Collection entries
(begin)

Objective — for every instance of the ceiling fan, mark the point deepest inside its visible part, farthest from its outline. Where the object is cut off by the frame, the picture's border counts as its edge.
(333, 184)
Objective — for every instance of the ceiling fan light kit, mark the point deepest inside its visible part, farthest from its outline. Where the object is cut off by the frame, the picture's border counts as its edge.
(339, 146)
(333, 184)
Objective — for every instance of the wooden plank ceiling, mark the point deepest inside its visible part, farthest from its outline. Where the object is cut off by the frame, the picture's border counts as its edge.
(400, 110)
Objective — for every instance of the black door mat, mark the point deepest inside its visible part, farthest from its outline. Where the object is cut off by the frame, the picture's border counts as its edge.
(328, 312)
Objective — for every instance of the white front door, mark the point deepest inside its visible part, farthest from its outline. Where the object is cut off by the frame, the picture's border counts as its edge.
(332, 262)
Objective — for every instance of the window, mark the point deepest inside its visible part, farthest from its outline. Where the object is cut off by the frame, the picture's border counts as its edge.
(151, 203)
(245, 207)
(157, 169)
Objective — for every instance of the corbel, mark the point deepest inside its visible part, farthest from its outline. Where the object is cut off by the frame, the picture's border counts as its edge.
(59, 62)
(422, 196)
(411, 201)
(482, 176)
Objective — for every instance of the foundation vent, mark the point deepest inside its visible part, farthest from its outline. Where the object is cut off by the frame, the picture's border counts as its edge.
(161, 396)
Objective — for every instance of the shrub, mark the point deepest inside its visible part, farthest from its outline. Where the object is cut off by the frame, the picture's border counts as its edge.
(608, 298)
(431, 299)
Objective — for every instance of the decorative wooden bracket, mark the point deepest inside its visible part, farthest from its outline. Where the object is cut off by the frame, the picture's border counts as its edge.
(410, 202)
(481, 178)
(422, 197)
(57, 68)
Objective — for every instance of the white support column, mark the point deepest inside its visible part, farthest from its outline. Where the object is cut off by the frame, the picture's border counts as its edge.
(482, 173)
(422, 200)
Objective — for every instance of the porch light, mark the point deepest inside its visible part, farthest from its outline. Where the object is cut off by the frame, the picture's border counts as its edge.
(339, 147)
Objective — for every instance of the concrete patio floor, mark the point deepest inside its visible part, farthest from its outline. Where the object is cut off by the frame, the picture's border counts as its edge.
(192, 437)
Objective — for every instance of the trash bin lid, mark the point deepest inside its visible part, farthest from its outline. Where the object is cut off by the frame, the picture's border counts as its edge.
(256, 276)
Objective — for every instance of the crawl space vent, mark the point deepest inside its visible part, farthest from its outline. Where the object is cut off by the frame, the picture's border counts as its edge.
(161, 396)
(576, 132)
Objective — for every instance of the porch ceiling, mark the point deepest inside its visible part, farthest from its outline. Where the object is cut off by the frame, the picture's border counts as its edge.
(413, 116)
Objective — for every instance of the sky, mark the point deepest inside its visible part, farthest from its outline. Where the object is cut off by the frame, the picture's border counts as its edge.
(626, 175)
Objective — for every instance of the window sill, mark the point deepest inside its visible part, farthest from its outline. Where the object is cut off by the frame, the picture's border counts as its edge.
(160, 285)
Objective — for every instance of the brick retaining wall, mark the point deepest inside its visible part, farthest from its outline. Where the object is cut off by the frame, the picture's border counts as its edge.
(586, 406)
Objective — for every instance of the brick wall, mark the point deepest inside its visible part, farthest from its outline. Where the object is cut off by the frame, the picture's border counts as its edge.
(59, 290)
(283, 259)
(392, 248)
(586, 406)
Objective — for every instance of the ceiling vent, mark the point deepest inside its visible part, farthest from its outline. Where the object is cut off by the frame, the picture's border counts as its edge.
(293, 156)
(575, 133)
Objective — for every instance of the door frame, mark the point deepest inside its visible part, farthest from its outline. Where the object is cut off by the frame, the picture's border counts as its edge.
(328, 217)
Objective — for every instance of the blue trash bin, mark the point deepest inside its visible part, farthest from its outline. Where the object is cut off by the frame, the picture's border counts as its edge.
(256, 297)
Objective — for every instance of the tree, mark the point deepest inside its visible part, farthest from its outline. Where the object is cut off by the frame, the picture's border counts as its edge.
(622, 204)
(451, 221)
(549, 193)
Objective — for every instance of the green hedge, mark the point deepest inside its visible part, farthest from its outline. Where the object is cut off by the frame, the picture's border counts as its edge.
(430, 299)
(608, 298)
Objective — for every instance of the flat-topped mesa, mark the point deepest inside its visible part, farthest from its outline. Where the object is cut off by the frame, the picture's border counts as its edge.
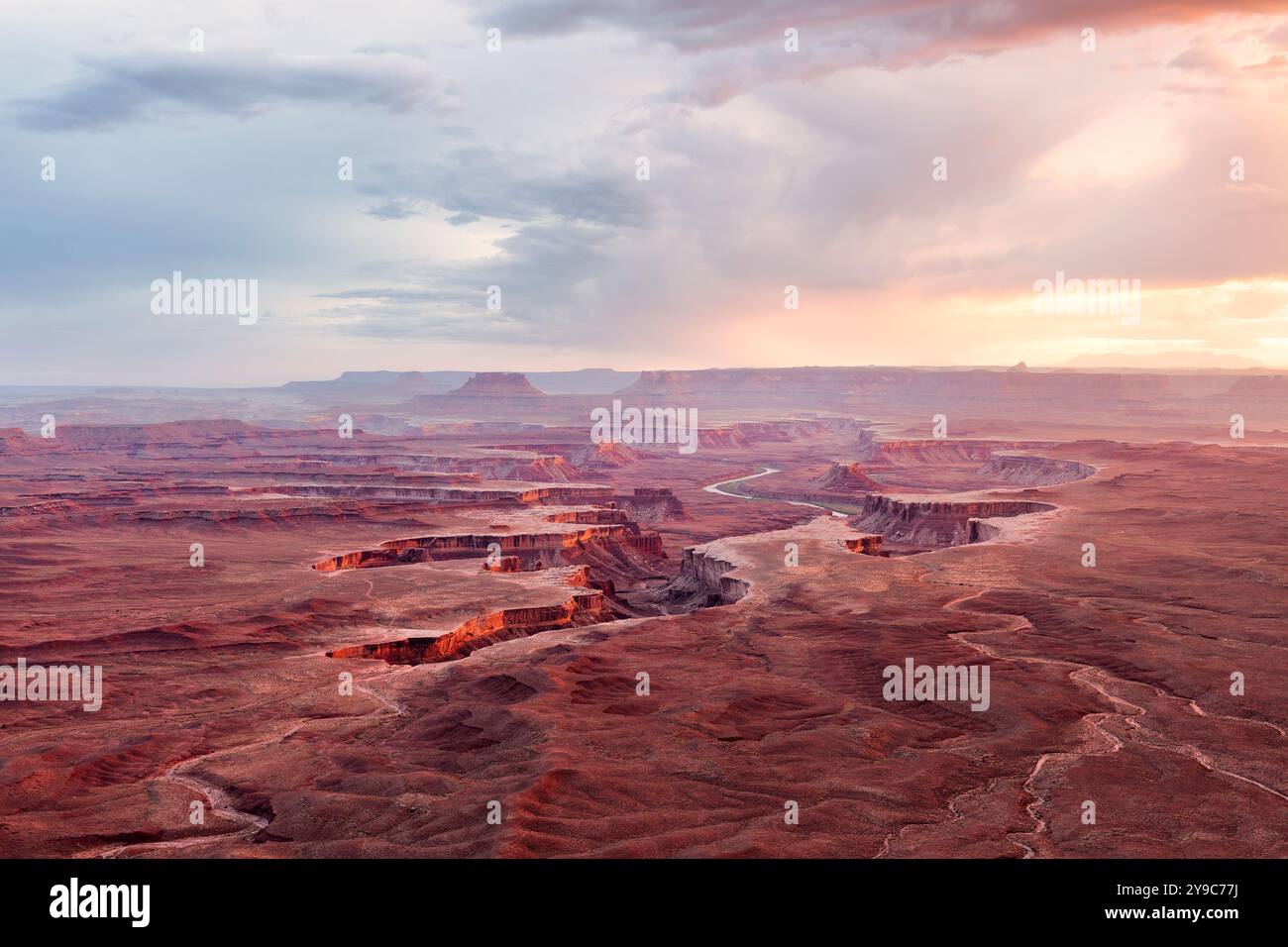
(597, 515)
(747, 433)
(497, 384)
(846, 476)
(936, 523)
(1031, 471)
(881, 455)
(652, 505)
(483, 630)
(617, 548)
(866, 545)
(700, 582)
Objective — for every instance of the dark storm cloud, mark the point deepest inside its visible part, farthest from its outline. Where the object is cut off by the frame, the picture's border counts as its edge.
(110, 91)
(544, 273)
(472, 183)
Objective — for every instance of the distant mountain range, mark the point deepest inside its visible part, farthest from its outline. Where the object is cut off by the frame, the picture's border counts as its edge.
(1162, 360)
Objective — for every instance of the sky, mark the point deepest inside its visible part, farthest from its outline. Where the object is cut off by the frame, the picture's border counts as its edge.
(912, 169)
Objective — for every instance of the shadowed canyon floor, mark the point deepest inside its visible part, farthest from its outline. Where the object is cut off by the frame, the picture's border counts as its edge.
(496, 590)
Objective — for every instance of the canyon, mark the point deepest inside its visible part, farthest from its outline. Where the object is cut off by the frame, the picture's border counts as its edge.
(349, 646)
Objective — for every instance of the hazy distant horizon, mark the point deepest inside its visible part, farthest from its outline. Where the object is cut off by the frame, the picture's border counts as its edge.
(639, 184)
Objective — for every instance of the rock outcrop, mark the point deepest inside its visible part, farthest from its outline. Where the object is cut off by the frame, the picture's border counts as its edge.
(846, 476)
(497, 384)
(506, 624)
(934, 523)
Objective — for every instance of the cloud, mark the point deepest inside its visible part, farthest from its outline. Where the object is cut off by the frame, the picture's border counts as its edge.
(111, 91)
(395, 209)
(475, 182)
(737, 44)
(546, 274)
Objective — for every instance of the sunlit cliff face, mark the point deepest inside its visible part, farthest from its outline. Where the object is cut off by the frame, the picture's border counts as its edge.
(913, 174)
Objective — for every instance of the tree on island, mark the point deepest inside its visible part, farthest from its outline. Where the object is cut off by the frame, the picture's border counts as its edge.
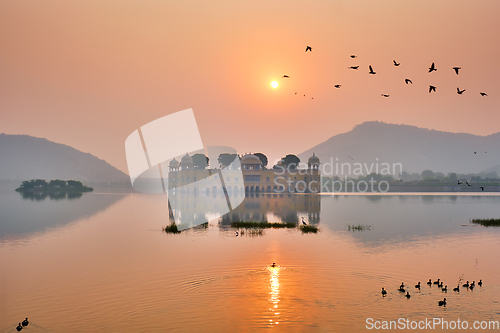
(263, 159)
(226, 159)
(290, 161)
(200, 161)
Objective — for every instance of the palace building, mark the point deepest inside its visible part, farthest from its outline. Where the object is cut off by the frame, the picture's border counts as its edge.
(256, 178)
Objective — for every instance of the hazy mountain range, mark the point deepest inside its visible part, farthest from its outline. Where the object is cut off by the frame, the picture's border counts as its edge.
(417, 149)
(24, 157)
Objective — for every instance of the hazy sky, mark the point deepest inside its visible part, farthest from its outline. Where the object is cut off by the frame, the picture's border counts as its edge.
(88, 73)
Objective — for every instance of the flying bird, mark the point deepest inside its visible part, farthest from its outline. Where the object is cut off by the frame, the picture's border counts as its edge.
(432, 68)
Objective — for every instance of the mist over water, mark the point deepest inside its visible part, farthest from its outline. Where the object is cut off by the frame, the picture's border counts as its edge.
(102, 263)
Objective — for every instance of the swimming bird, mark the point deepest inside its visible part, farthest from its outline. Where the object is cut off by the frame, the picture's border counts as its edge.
(432, 68)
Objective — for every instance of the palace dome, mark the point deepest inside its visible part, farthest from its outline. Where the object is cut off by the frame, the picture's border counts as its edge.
(313, 159)
(186, 159)
(174, 163)
(250, 159)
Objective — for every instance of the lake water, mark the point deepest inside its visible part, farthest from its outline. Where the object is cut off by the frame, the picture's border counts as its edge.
(101, 262)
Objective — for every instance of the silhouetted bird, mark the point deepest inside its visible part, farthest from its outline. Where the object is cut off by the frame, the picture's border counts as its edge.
(432, 68)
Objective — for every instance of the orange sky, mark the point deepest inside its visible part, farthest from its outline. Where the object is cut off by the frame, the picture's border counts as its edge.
(88, 73)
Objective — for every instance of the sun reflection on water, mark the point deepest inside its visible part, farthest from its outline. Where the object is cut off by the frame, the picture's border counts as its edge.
(274, 292)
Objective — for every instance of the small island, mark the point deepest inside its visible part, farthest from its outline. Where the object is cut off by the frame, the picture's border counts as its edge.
(53, 186)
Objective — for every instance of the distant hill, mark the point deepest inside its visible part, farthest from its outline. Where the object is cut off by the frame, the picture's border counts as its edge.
(24, 157)
(416, 148)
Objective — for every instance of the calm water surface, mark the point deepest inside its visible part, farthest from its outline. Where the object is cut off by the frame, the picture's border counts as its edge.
(101, 263)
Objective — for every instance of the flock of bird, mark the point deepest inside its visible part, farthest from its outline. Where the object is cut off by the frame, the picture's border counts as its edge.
(439, 283)
(407, 81)
(22, 324)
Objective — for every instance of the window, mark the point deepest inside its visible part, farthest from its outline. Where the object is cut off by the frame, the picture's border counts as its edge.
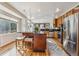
(7, 26)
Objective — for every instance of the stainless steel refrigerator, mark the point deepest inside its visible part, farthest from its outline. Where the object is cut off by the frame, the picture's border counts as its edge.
(70, 34)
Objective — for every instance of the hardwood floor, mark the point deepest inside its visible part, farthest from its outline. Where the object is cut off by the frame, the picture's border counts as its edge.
(27, 51)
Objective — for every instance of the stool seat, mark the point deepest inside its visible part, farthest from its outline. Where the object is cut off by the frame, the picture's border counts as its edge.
(19, 38)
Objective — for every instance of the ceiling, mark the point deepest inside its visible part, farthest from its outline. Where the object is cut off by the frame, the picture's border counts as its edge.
(42, 10)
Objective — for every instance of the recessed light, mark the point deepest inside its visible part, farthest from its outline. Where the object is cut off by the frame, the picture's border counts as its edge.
(57, 9)
(32, 17)
(38, 10)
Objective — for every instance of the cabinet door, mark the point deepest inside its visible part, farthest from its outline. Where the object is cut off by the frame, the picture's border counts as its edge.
(39, 42)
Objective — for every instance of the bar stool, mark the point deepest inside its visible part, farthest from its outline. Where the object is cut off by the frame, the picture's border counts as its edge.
(19, 43)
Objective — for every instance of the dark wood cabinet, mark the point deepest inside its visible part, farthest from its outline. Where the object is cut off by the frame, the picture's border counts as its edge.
(39, 42)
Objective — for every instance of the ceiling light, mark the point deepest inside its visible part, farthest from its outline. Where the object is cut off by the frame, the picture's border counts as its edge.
(57, 10)
(32, 17)
(38, 10)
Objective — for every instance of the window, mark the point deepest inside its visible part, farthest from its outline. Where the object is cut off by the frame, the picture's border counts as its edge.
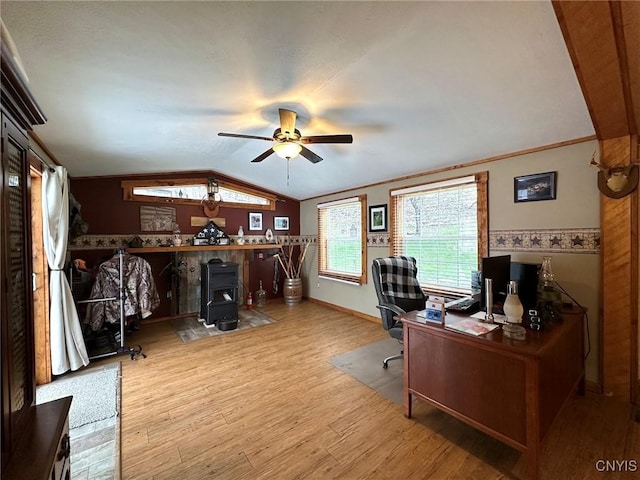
(191, 191)
(444, 226)
(341, 239)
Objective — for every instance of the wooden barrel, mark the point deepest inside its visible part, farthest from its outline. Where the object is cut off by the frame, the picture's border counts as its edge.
(292, 291)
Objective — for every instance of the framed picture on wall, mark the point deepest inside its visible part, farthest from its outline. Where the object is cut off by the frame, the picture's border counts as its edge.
(378, 218)
(532, 188)
(281, 223)
(255, 220)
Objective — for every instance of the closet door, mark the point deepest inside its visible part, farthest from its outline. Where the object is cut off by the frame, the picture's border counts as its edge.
(18, 384)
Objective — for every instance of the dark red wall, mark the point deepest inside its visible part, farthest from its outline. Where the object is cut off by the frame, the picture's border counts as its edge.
(103, 208)
(107, 213)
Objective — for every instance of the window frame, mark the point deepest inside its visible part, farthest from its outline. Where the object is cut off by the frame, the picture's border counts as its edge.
(129, 185)
(480, 179)
(323, 272)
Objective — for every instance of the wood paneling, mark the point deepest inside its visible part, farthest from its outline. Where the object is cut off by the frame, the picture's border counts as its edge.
(619, 276)
(602, 39)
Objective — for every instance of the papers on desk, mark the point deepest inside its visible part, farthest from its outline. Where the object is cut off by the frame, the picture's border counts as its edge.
(497, 317)
(424, 316)
(472, 327)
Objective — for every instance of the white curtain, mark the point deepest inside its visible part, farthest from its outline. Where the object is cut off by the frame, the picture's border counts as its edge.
(68, 350)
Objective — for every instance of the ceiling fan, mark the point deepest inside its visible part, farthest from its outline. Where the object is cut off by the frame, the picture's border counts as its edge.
(289, 141)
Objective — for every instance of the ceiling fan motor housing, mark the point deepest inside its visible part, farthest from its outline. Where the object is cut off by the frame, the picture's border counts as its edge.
(285, 136)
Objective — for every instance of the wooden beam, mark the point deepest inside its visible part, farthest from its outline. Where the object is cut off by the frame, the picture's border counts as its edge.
(598, 35)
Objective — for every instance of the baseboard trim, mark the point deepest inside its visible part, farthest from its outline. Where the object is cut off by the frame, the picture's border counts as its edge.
(355, 313)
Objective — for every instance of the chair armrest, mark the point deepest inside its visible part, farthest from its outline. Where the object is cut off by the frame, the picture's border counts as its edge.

(end)

THE EXERCISE -> Give back exactly the lines that run from the line with "Objective — for every instance of the window frame, mark" through the close of the material, counting both ends, and nothing more.

ANSWER BELOW ->
Objective — for every instance of the window frame, mark the point deepest inside its visible part, farthest from its outline. Where the object is cut off by the frame, the picture's border counts as its edge.
(129, 185)
(480, 179)
(323, 272)
Objective — for every instance of the wood paneling, mark the point deepest inside its visible part, farthest from its outline. Where the object is cut off by the frame, the picture's border counts as its edge.
(619, 276)
(602, 39)
Objective — for every instance of the papers on desk, mark the point deepest inside its visible part, farthest from its outline. Where the object is cut off by the frame, the picture's border counts as its edge.
(497, 317)
(424, 316)
(472, 327)
Objective — for every instance of the white curtain, mark the point deepest inside its visible part, farthest from its outline. Where the object is cut off by the frame, the picture's border counts as its edge.
(68, 350)
Objective — for every instance of the ceiling fan, mark the point deepest inside its visible part, farthest from its outline. Where the object is cut off by the frame, the picture's border counts as its edge.
(289, 141)
Objective — for every instance of the ceiling fan motor housing, mark the point deepest inside its visible part, farthest from its outline. Where the object is cut off by the frame, the picture's border counts as its edge.
(285, 136)
Objective — for every instance of the wooden beam, mark the point deepest inside its visible part, farthest from its outline. Where the object is cut off by the frame, the picture's border counts as its edge.
(598, 35)
Objective — for every instance of the baseboard trim, mark the point deepest inside its visible part, farthest from its outline. Where the object is cut off by the frame, the picture's border counts as its edge.
(355, 313)
Objective — for every instance of the chair armrest, mark the point deepest inside its visible part, farthest from its outline. Where the object is cut off by the frame, the picture's border counts as its edge.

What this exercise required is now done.